Collection entries:

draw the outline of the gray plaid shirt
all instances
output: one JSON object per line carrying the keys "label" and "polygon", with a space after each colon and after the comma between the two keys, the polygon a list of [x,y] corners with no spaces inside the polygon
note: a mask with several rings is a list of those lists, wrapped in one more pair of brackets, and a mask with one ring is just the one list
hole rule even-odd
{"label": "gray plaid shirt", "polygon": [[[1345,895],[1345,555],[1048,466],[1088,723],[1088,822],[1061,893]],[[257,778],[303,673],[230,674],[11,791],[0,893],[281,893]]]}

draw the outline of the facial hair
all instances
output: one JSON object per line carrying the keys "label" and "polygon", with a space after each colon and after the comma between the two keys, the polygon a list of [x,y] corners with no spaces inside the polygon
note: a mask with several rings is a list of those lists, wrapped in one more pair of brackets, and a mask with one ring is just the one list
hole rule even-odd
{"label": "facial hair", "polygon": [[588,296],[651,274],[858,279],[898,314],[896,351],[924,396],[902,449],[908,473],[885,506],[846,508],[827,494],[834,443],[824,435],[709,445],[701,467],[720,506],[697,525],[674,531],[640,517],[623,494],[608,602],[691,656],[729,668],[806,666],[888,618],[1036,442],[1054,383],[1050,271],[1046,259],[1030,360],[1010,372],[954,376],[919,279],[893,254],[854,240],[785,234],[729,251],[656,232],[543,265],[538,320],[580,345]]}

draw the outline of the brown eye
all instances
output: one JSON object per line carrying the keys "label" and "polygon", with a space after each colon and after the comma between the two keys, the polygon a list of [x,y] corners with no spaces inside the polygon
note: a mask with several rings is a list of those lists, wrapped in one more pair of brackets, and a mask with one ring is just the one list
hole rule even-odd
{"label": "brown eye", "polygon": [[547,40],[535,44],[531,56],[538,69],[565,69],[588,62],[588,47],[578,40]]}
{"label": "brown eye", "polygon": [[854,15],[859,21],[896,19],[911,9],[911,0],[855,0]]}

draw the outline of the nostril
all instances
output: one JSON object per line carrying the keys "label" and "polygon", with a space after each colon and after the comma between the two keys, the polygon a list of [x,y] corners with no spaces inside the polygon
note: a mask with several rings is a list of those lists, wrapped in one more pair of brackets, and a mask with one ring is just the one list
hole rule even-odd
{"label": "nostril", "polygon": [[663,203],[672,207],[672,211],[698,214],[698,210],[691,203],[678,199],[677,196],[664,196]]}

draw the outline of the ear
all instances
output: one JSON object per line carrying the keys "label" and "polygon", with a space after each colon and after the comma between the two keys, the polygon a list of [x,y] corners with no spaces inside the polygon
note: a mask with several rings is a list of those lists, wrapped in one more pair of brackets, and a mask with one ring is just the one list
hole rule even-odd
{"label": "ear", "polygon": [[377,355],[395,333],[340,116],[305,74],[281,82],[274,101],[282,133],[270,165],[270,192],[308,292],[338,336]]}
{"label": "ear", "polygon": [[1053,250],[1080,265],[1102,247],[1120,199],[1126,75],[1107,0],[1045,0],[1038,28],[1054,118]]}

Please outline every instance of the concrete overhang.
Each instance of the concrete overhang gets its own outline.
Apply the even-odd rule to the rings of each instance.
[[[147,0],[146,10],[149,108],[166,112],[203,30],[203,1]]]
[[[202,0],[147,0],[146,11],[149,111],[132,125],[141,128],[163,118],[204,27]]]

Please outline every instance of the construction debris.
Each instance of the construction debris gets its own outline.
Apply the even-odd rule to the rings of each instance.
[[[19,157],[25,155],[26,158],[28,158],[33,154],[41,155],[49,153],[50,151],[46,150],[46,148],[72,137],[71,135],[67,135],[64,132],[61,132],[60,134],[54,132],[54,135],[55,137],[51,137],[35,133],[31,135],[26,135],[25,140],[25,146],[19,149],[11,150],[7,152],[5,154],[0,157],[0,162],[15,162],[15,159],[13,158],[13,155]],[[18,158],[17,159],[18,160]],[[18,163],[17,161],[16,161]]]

• What the task requires
Copy out the part of the material that starts with the line containing "Please outline every instance of the construction" and runs through the end of the material, reproducing each line without any change.

• Completed task
Please outline every instance of the construction debris.
Each instance of the construction debris gets its own outline.
Apply the even-odd rule to the rings of each instance.
[[[19,157],[25,155],[26,158],[28,158],[33,154],[41,155],[49,153],[50,151],[46,150],[46,148],[72,137],[71,135],[67,135],[64,132],[61,132],[60,134],[54,132],[54,135],[55,137],[51,137],[35,133],[31,135],[26,135],[25,140],[25,146],[19,149],[11,150],[7,152],[5,154],[0,157],[0,162],[15,162],[15,159],[13,158],[13,155]],[[18,158],[17,159],[18,160]],[[18,163],[17,161],[16,161]]]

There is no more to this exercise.